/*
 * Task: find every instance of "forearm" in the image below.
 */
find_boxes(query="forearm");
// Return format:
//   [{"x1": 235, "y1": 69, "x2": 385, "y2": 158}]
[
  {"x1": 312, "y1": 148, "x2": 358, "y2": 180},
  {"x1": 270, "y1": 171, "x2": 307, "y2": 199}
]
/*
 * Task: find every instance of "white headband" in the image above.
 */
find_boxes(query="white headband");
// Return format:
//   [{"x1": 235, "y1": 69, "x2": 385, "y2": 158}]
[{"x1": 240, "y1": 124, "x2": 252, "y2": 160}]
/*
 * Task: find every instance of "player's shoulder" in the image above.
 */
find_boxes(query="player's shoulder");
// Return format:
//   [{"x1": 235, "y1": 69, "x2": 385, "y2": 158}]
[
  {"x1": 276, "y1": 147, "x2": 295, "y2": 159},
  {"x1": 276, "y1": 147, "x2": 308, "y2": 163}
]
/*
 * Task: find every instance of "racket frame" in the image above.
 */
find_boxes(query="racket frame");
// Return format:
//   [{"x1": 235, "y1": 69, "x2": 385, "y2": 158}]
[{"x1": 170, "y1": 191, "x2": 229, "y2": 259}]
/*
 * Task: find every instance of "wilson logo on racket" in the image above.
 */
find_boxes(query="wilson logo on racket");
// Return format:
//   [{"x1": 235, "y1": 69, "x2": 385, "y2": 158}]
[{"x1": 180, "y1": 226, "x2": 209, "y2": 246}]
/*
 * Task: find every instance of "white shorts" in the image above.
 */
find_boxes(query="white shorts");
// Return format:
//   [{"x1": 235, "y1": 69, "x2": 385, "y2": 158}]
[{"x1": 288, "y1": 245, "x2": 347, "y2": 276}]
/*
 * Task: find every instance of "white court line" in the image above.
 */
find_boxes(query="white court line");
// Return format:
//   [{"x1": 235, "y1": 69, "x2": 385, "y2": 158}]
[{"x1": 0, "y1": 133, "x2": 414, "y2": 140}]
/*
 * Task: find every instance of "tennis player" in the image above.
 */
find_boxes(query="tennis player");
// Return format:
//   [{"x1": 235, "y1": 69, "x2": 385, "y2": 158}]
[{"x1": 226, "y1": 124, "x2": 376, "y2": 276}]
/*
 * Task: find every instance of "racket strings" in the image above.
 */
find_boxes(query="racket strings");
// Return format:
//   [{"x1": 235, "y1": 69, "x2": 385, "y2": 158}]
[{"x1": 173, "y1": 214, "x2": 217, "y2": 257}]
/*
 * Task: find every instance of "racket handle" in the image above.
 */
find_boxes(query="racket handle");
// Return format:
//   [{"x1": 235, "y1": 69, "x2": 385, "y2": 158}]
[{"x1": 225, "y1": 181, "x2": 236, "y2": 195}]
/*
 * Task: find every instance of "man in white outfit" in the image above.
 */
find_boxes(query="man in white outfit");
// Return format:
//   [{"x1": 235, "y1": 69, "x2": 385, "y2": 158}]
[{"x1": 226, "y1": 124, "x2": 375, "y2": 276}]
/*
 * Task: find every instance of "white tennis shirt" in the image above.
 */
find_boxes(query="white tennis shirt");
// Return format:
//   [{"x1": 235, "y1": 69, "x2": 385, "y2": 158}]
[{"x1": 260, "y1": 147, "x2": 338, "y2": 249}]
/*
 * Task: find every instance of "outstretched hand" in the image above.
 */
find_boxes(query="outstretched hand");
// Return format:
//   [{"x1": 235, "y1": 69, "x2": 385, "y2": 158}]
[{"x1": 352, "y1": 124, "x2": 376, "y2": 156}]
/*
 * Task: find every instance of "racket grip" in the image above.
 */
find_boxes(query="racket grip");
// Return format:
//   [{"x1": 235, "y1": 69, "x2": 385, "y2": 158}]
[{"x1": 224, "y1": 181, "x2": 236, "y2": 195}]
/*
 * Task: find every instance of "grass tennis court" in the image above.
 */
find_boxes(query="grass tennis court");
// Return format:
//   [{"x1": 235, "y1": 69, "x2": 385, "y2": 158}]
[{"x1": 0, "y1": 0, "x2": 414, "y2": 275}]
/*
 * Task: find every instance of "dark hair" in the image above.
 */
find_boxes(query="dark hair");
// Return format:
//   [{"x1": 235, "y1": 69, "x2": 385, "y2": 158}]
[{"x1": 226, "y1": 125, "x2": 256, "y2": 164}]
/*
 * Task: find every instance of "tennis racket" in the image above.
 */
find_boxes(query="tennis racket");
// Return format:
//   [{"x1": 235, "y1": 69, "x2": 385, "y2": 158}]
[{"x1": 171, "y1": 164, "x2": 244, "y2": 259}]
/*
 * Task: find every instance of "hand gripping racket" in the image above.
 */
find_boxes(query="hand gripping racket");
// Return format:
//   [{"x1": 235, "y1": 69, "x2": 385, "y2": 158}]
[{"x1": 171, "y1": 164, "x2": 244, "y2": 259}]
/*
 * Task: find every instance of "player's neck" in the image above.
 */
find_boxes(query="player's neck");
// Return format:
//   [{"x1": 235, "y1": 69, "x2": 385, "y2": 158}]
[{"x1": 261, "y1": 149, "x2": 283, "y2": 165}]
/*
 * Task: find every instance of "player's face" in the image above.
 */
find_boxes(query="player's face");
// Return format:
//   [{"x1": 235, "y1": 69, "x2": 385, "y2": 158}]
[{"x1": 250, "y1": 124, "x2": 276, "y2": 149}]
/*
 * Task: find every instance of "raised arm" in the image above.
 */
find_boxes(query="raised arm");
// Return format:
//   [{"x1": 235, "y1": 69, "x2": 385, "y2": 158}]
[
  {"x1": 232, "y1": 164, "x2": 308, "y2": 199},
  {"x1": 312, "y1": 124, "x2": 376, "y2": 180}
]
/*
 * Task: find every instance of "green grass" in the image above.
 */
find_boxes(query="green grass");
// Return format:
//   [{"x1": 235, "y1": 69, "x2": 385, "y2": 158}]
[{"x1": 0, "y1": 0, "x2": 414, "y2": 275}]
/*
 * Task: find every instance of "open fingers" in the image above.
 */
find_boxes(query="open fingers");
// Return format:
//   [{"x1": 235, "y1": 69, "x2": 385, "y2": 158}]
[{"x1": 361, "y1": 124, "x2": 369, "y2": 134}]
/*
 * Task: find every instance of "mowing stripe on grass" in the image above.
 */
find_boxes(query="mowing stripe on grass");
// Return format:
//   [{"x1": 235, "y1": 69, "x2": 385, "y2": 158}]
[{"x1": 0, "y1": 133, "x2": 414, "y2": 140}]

◆ **SHORT EXERCISE**
How many lines in the listing above contain the string "dark"? Reply with the number alone.

◆ **RESPONSE TO THE TASK**
2